TASK DESCRIPTION — Reproduce the entries below verbatim, from the line containing "Run detection for rock" through the end of the entries, both ends included.

DATASET CONTENT —
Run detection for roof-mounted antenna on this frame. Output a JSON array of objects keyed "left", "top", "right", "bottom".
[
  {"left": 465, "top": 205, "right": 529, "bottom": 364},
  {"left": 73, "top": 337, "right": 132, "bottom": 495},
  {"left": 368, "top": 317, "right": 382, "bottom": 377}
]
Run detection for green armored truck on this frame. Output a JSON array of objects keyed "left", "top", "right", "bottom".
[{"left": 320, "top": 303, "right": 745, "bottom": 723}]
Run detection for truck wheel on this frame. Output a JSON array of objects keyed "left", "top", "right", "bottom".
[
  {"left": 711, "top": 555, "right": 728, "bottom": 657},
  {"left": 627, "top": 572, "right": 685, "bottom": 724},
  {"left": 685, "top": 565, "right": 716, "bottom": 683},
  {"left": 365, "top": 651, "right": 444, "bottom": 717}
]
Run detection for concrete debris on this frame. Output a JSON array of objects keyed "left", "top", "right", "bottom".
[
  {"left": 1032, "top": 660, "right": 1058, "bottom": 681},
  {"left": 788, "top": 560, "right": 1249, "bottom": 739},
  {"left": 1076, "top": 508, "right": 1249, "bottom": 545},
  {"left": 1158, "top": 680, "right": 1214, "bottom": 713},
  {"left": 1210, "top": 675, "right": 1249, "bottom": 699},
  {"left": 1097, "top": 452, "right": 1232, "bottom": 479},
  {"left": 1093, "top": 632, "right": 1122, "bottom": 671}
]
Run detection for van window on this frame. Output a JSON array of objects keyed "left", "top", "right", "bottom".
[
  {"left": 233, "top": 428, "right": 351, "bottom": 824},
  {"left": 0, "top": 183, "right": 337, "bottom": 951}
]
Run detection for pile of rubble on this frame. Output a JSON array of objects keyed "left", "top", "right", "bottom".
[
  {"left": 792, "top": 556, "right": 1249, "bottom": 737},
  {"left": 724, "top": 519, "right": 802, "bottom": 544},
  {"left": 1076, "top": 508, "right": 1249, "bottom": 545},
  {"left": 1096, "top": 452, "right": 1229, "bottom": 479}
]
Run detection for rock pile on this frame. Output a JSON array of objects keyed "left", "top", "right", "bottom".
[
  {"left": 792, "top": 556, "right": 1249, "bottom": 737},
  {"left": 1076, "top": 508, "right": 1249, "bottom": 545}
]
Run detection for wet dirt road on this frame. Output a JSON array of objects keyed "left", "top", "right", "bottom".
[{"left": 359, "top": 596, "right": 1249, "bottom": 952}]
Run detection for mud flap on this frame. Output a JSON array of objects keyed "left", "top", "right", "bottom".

RESPONSE TO THIS TASK —
Run detection for rock pile on this frame. Output a JSON array of objects keyed "left", "top", "right", "bottom".
[
  {"left": 792, "top": 556, "right": 1249, "bottom": 737},
  {"left": 1076, "top": 508, "right": 1249, "bottom": 545}
]
Run detection for wet dirt road on this frame. Output a JSON array of objects keyed "left", "top", "right", "bottom".
[{"left": 359, "top": 596, "right": 1249, "bottom": 952}]
Run detection for mud flap on this frame. Output a JSON array of objects keyed "left", "top", "right", "bottom".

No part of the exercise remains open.